(Goal of the exercise)
Locate each line in the listing below that contains the string "Target" and copy those lines out in full.
## Begin Materials provided
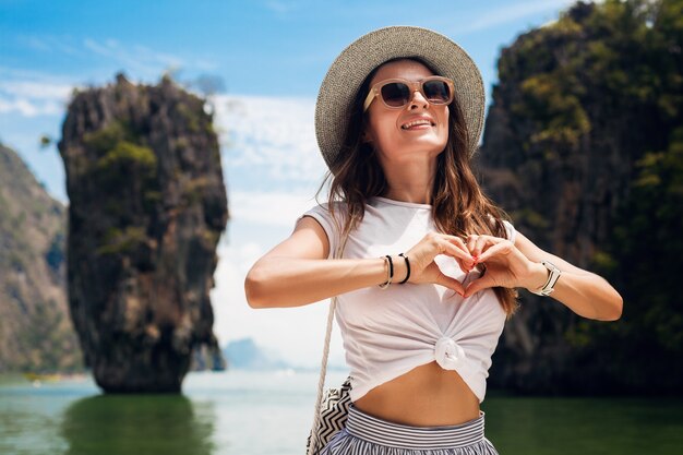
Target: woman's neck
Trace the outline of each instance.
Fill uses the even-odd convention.
[[[394,201],[431,204],[436,160],[428,165],[385,166],[387,190],[382,194]]]

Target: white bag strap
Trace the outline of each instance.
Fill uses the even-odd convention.
[[[334,259],[342,258],[344,253],[344,248],[346,247],[346,241],[348,239],[348,234],[344,236],[344,241],[335,251]],[[320,366],[320,379],[317,380],[317,398],[315,399],[315,414],[313,415],[313,427],[311,430],[311,443],[309,444],[309,451],[307,455],[315,454],[317,448],[317,434],[316,429],[320,423],[320,408],[323,404],[323,390],[325,388],[325,376],[327,375],[327,358],[329,357],[329,339],[332,338],[332,323],[334,321],[334,312],[337,308],[337,296],[334,296],[329,302],[329,311],[327,312],[327,328],[325,332],[325,345],[323,346],[323,359]]]

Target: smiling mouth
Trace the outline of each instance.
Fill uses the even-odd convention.
[[[402,130],[410,130],[412,128],[417,128],[417,127],[434,127],[434,123],[432,123],[431,121],[427,120],[427,119],[420,119],[420,120],[414,120],[410,121],[406,124],[402,124],[400,129]]]

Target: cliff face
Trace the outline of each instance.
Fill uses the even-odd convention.
[[[0,144],[0,372],[81,367],[65,292],[65,211]]]
[[[212,117],[168,79],[119,75],[74,96],[59,149],[86,364],[105,391],[179,391],[192,349],[218,349],[208,291],[228,213]]]
[[[608,277],[624,314],[587,321],[525,294],[492,385],[680,392],[683,308],[669,275],[683,272],[682,14],[680,0],[578,3],[503,49],[484,188],[539,247]]]

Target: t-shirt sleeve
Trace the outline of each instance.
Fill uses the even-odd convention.
[[[338,223],[338,213],[335,212],[335,216],[332,216],[327,204],[316,205],[310,211],[305,212],[303,215],[299,217],[299,219],[304,216],[310,216],[315,219],[322,227],[325,234],[327,235],[327,241],[329,242],[329,255],[328,259],[333,259],[335,251],[339,247],[339,223]]]
[[[517,230],[515,230],[515,227],[510,221],[503,220],[503,225],[505,226],[505,234],[507,235],[507,240],[514,243],[515,239],[517,238]]]

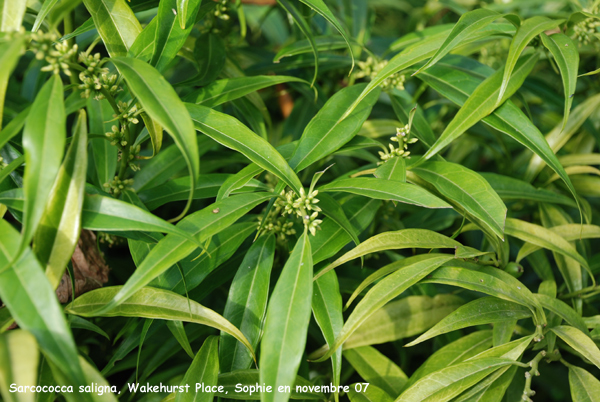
## End Materials provided
(Solved problem)
Target: woman's neck
Target: white bag strap
Target: smiling mouth
Target: cliff face
Target: t-shirt sleeve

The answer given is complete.